╭──
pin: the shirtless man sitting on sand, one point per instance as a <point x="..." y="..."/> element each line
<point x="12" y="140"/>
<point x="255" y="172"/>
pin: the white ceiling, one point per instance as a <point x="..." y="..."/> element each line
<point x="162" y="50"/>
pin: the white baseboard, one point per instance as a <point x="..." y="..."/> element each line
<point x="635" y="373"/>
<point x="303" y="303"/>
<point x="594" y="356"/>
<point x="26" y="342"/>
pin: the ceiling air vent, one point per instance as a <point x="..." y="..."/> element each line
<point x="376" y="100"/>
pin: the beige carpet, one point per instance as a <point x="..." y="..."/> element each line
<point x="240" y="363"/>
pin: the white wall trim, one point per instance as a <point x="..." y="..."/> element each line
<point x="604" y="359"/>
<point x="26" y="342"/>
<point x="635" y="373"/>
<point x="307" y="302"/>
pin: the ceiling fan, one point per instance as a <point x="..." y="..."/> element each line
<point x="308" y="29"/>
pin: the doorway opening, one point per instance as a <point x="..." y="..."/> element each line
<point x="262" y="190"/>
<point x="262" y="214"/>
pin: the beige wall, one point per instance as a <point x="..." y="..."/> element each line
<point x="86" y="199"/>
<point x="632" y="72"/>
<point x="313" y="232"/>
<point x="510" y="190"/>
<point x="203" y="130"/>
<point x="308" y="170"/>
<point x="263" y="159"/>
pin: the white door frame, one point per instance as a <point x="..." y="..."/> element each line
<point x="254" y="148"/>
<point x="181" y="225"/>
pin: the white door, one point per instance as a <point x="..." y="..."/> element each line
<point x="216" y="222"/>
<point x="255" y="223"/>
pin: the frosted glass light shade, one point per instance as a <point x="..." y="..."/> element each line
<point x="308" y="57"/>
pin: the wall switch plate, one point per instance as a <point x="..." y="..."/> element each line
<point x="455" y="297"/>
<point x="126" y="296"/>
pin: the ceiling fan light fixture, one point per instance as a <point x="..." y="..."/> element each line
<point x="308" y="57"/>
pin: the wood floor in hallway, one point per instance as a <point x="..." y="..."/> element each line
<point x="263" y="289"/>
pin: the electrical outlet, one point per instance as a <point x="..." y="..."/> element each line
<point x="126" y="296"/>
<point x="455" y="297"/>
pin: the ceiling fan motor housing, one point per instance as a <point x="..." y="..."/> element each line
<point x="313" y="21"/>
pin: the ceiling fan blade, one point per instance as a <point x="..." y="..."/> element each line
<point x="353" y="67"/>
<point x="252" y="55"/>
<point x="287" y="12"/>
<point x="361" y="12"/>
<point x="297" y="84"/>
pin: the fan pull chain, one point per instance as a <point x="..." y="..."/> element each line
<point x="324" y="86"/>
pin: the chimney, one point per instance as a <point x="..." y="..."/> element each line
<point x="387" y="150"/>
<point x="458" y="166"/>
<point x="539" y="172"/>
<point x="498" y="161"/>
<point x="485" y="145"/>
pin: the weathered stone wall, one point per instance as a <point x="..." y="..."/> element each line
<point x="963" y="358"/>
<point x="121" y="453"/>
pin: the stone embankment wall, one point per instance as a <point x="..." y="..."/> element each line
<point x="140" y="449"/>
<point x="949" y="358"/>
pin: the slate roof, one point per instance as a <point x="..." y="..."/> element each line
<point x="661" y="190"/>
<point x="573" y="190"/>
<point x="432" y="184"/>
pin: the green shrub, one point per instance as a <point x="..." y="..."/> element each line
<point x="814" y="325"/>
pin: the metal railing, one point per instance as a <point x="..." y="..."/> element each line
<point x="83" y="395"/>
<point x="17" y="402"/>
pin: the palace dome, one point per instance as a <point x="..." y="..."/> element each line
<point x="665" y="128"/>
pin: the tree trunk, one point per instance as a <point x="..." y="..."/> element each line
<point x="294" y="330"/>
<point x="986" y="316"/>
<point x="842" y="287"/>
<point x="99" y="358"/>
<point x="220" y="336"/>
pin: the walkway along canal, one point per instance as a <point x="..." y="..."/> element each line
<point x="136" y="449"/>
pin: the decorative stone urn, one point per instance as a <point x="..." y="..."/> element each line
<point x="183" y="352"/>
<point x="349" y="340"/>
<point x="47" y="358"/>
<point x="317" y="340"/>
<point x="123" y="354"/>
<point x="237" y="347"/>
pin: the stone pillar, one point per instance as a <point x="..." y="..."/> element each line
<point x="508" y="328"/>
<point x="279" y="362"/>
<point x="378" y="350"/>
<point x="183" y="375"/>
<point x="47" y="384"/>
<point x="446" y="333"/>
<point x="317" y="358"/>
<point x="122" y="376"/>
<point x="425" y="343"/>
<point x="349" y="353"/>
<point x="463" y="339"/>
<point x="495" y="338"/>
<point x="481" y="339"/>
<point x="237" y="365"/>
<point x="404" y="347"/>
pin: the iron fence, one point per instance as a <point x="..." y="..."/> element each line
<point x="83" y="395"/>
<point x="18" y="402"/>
╰──
▶ [Task requirements] Copy the records above exactly as they appear.

▶ [Task solution]
pin: the shirtless man sitting on sand, one point per instance as a <point x="..." y="..."/> element each line
<point x="12" y="140"/>
<point x="255" y="172"/>
pin: the white ceiling, one point per instance as a <point x="..." y="..."/> element each line
<point x="162" y="50"/>
pin: the white baseboard, one point per instance as a <point x="..." y="..."/> element each line
<point x="635" y="373"/>
<point x="303" y="303"/>
<point x="594" y="356"/>
<point x="26" y="342"/>
pin: the ceiling air vent, one point per instance as a <point x="..." y="..."/> element each line
<point x="376" y="100"/>
pin: the beige carpet, one point per instance as a <point x="..." y="..."/> element each line
<point x="240" y="363"/>
pin: the white wall trim, one point per instance as a <point x="..." y="..."/> element each line
<point x="604" y="359"/>
<point x="26" y="342"/>
<point x="635" y="373"/>
<point x="307" y="302"/>
pin: the ceiling fan, one point per instance as a <point x="..." y="..."/> element each line
<point x="308" y="29"/>
pin: the doorway opening, one point per instance as a <point x="..." y="..."/> element each line
<point x="262" y="190"/>
<point x="262" y="214"/>
pin: the beige wall, one point per instance as a <point x="..." y="..."/> element each line
<point x="86" y="199"/>
<point x="632" y="72"/>
<point x="313" y="232"/>
<point x="510" y="190"/>
<point x="203" y="130"/>
<point x="308" y="170"/>
<point x="263" y="159"/>
pin: the white door frame, one point per instance as a <point x="..." y="..."/> element each line
<point x="254" y="148"/>
<point x="181" y="225"/>
pin: the white door, one point per instance as a <point x="..." y="..."/> element each line
<point x="216" y="222"/>
<point x="255" y="223"/>
pin: the frosted glass light shade, one point per instance as a <point x="..." y="..."/> element each line
<point x="308" y="57"/>
pin: the wall switch plate, one point per instance as a <point x="..." y="..."/> element each line
<point x="455" y="297"/>
<point x="126" y="296"/>
pin: the ceiling fan light fixture, one point per instance as a <point x="..." y="..."/> element each line
<point x="308" y="57"/>
pin: the wood floor in hallway, one point per instance as a <point x="..." y="..."/> element each line
<point x="263" y="289"/>
pin: the electrical outlet, one point per instance as a <point x="..." y="..."/> element each line
<point x="126" y="296"/>
<point x="455" y="297"/>
pin: the ceiling fan motor housing, one point per instance as a <point x="..." y="..."/> element each line
<point x="313" y="21"/>
pin: the ceiling fan blade, one point per instance as a <point x="..." y="..."/> element each line
<point x="353" y="67"/>
<point x="252" y="55"/>
<point x="287" y="12"/>
<point x="361" y="12"/>
<point x="297" y="84"/>
pin: the fan pull chain, one point per instance as a <point x="..." y="..."/> element each line
<point x="324" y="86"/>
pin: the chimney, one point per instance as a <point x="..." y="..."/> element each line
<point x="387" y="150"/>
<point x="458" y="166"/>
<point x="539" y="172"/>
<point x="498" y="161"/>
<point x="485" y="145"/>
pin: the weathered stone wall, one point per instance as a <point x="..." y="..."/> element each line
<point x="963" y="358"/>
<point x="121" y="453"/>
pin: the stone embankment wall, one point per instance as a <point x="..." y="..."/> element each line
<point x="140" y="449"/>
<point x="949" y="358"/>
pin: the slate roof, one point per instance as a <point x="..." y="..."/> element each line
<point x="661" y="190"/>
<point x="573" y="190"/>
<point x="432" y="184"/>
pin: the green shrub, one point per instance as a <point x="..." y="..."/> element each line
<point x="814" y="325"/>
pin: the metal railing, one point per instance as a <point x="..." y="..."/> element each line
<point x="83" y="395"/>
<point x="17" y="402"/>
pin: the palace dome, one point per instance as a <point x="..." y="..."/> element each line
<point x="665" y="128"/>
pin: the tree trunk, one point per instance as a <point x="..." y="..."/> element each line
<point x="294" y="330"/>
<point x="986" y="316"/>
<point x="842" y="287"/>
<point x="99" y="358"/>
<point x="220" y="336"/>
pin: the walkway along canal, one point per instance as a <point x="..." y="..."/> element each line
<point x="136" y="449"/>
pin: the decorative stone urn, one point per instance as a <point x="..." y="..."/> element each line
<point x="183" y="352"/>
<point x="349" y="340"/>
<point x="47" y="358"/>
<point x="317" y="340"/>
<point x="123" y="354"/>
<point x="237" y="347"/>
pin: the stone pillar, one point per instance as a <point x="..." y="..."/> element each line
<point x="508" y="328"/>
<point x="279" y="362"/>
<point x="378" y="350"/>
<point x="183" y="375"/>
<point x="47" y="384"/>
<point x="446" y="333"/>
<point x="317" y="358"/>
<point x="122" y="376"/>
<point x="425" y="343"/>
<point x="349" y="353"/>
<point x="463" y="339"/>
<point x="495" y="338"/>
<point x="481" y="339"/>
<point x="237" y="365"/>
<point x="404" y="347"/>
pin: the iron fence, one point per instance as a <point x="..." y="..."/> element each line
<point x="83" y="395"/>
<point x="18" y="402"/>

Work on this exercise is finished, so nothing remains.